[WRITTEN PROBLEM]
Which lines in the items below contain the string "bridge"? Copy each of those lines, treating a difference in case as a mismatch.

Items listed in a dataset

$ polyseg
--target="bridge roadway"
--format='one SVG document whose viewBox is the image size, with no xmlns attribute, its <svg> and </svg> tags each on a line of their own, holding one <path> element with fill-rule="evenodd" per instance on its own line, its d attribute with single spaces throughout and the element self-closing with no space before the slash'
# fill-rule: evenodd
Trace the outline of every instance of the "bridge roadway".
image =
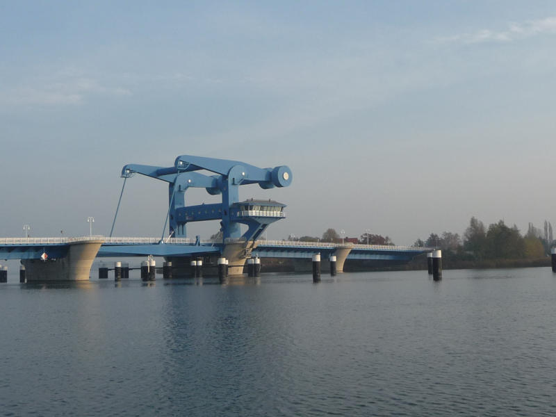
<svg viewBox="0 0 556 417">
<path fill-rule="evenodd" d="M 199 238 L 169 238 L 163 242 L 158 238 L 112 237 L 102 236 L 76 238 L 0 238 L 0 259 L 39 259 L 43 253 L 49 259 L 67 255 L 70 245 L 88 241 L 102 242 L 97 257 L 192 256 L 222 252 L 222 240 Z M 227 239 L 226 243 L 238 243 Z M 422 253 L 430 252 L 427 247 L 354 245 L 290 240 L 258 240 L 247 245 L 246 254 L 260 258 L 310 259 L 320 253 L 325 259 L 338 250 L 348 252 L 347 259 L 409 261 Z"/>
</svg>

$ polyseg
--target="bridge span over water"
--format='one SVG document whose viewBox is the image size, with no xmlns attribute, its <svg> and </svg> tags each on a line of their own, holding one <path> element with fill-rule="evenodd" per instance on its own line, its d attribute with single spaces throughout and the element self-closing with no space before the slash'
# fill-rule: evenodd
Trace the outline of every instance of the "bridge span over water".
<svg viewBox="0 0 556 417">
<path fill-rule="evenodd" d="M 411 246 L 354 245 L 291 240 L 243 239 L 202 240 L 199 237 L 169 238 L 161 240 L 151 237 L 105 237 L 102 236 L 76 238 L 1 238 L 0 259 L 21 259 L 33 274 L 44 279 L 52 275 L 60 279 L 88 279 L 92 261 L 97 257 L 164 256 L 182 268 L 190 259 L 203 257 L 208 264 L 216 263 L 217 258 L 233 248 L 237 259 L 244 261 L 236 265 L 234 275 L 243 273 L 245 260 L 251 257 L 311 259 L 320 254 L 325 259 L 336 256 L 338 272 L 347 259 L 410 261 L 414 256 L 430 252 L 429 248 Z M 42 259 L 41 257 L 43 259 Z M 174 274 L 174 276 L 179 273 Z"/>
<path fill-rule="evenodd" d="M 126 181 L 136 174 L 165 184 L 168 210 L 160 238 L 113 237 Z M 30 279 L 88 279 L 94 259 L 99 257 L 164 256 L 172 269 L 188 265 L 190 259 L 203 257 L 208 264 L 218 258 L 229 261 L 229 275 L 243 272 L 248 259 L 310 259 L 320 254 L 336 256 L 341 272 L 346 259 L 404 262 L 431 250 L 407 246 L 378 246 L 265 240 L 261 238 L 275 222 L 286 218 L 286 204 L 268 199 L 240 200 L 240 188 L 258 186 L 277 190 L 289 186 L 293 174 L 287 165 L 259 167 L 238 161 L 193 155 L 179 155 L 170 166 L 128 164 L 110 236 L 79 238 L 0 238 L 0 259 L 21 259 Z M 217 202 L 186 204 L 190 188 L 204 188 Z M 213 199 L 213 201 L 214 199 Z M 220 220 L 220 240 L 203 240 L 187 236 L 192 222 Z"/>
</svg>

[FULL RESPONSE]
--target="bridge roadway"
Trace the outline of every instance of the "bridge roadway".
--target="bridge span over water"
Trace the outline of every instance of the "bridge span over water".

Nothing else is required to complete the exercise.